• AANGELEVERDE GEGEVENS
==============================

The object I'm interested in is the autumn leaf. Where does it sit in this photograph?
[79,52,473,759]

==============================

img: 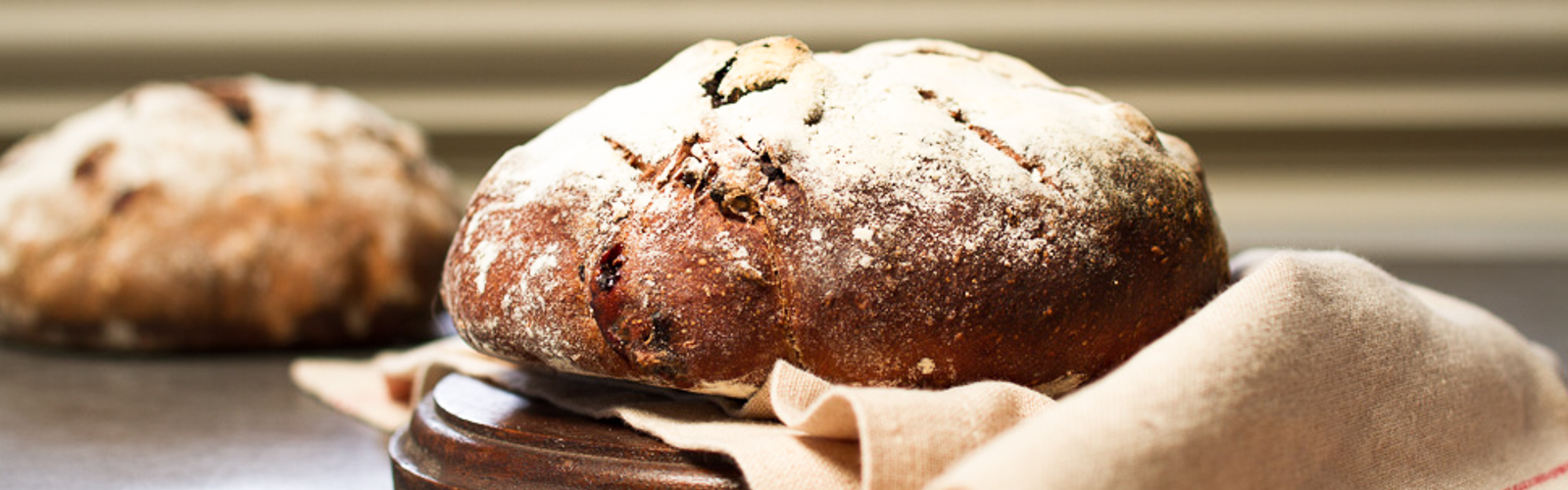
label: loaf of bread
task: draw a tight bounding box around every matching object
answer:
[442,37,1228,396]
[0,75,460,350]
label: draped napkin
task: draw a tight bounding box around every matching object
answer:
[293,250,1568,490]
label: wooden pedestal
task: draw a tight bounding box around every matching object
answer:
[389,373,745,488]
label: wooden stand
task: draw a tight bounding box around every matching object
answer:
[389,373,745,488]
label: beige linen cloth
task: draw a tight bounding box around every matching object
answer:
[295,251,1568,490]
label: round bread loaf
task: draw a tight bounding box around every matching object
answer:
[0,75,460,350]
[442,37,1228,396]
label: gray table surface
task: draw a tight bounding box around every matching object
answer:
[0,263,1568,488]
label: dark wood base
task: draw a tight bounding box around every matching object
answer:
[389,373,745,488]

==============================

• OEFENDOEL
Neem alles van de regel met "The object I'm" tot en met de regel met "[79,52,473,759]" opnieuw over, maar verwissel "autumn leaf" voor "maple leaf". Laat de rest ongewijzigd.

• VERWACHTE UITVOER
The object I'm interested in is the maple leaf. Where does it sit in this photograph?
[79,52,473,759]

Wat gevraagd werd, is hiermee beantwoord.